=== GIVEN DATA ===
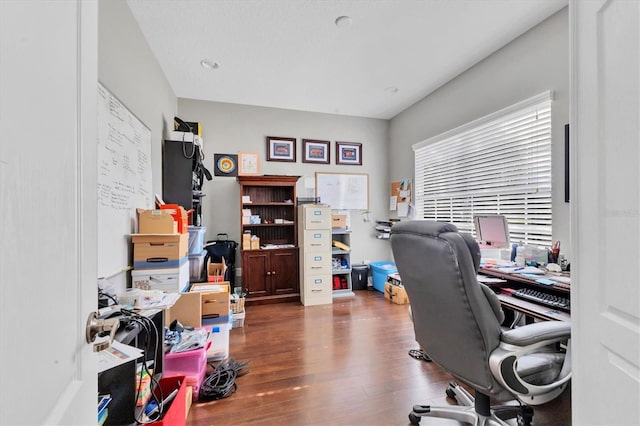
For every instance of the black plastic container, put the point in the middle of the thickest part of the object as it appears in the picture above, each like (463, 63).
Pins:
(359, 277)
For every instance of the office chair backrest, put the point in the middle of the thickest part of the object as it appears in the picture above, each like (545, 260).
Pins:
(454, 322)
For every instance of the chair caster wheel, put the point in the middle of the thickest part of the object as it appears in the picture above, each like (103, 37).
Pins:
(524, 418)
(451, 393)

=== WHAT YOU NEED TO DO ===
Give back the data exactly, with no images.

=== OUTPUT FOR THIS TASK ===
For every instance of the black plastic container, put the point in the middle of the thickest part of the object as it appears in the picture above, each like (463, 63).
Pins:
(359, 277)
For every instance of the office chair backrest, put the point in the middle of the thickest part of the object as it appears in the picture above, each like (545, 260).
Pins:
(454, 322)
For every instance of the chair caster wheel, put the point in the middle of the thickest part of the object as it appears in the picture above, each like (103, 37).
Pins:
(524, 418)
(451, 393)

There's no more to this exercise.